◆ **Given text**:

The case of Cyntoia Brown, a 29 year old inmate in Tennessee who was thrown in prison for killing her abuser in self defense, has recently re-emerged in popular consciousness by way of the hashtag #freecyntoiabrown on social media. The re-emergence of the fact of Brown’s incarceration has put a spotlight not only on her own case, but on how the US’s white supremacist and patriarchal “criminal justice system” treats child victims of sex-trafficking and sex workers more generally. Over 1,000 children are arrested for prostitution each year, and roughly 90% of women who are incarcerated for killing men were abused by those same men.

Show Intro

Catalina Rios: I’m Catalina Rios here with David Langstaff, and you’re listening to Rustbelt Abolition Radio, an abolitionist media and movement-building project based in Detroit, Michigan.

David Langstaff: Co-producers a Maria and Alejo Stark caught up with Dr. Kelly Lytle Hernández at a public lecture at the University of Michigan for Hispanic Heritage month, and spoke with her afterwards about her newly released book, City of Inmates: Conquest, Rebellion, and the Rise of Human Caging in Los Angeles, 1771–1965.

Catalina Rios: City of Inmates tells the story of how the City of Angels became the territory with the largest incarcerated population in the world–from the Spanish colonization of the territories in the Tongva basin in the 1700’s up until the Watts rebellion of 1965.

◆ **Given records**:
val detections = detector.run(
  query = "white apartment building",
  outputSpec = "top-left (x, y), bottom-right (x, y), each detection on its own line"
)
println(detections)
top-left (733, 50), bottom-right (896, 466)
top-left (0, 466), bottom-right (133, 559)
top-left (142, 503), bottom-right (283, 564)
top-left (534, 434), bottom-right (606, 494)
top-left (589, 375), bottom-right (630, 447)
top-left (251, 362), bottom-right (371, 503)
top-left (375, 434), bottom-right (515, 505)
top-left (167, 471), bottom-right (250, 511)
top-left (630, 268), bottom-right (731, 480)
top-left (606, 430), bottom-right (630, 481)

◆ **Given request 1**: Reproduce the Rustbelt Abolition Radio passage word for word, starting at "Catalina Rios: I’m" and ending at "rebellion of 1965.".
◆ **Given request 2**: Write the next part of the Rustbelt Abolition Radio passage, picking up after its final sentence.

◆ **Written answer 1**:
Catalina Rios: I’m Catalina Rios here with David Langstaff, and you’re listening to Rustbelt Abolition Radio, an abolitionist media and movement-building project based in Detroit, Michigan.

David Langstaff: Co-producers a Maria and Alejo Stark caught up with Dr. Kelly Lytle Hernández at a public lecture at the University of Michigan for Hispanic Heritage month, and spoke with her afterwards about her newly released book, City of Inmates: Conquest, Rebellion, and the Rise of Human Caging in Los Angeles, 1771–1965.

Catalina Rios: City of Inmates tells the story of how the City of Angels became the territory with the largest incarcerated population in the world–from the Spanish colonization of the territories in the Tongva basin in the 1700’s up until the Watts rebellion of 1965.

◆ **Written answer 2**:
David Langstaff: Professor Lytle Hernández traces the long arc of conquest and elimination that first begins with the criminalization and attempted genocide of native peoples in the Tongva basin in the late 18 century, passing through the incarceration of white “tramps” and “hobos” in the late 19th century, the detention and deportation of Chinese and then Mexican immigrants at the turn of the twentieth century, the persecution and incarceration of revolutionaries such as Ricardo Flores Magón in the midst of the 1910 mexican revolution, and the systematic segregation, policing, and attempted expulsion of black migrants since emancipation.

Kelly Lytle Hernández Lecture

Kelly Lytle Hernández: Tonight I’m going to be talking about my book City of Inmates, but because the thematic of our meeting here is about Latino studies in particular, I really want to hammer home the Latino studies dimensions of this book. By thinking about how when activists and scholars talk about crisis of mass incarceration, we often use the term “black and brown,” right? So black and brown communities, black, brown, and native communities are disparately impacted by policing and incarceration. However, historically speaking, we know a lot less about the brown dimension of mass incarceration. And so in many ways what this new book City of Inmates is doing is lifting up some of the particularities of how Latinos, namely Mexicans and Mexican Americans, became the targets of policing and incarceration in the United States. And putting that into a conversation with anti-black policing and anti-native policing as well.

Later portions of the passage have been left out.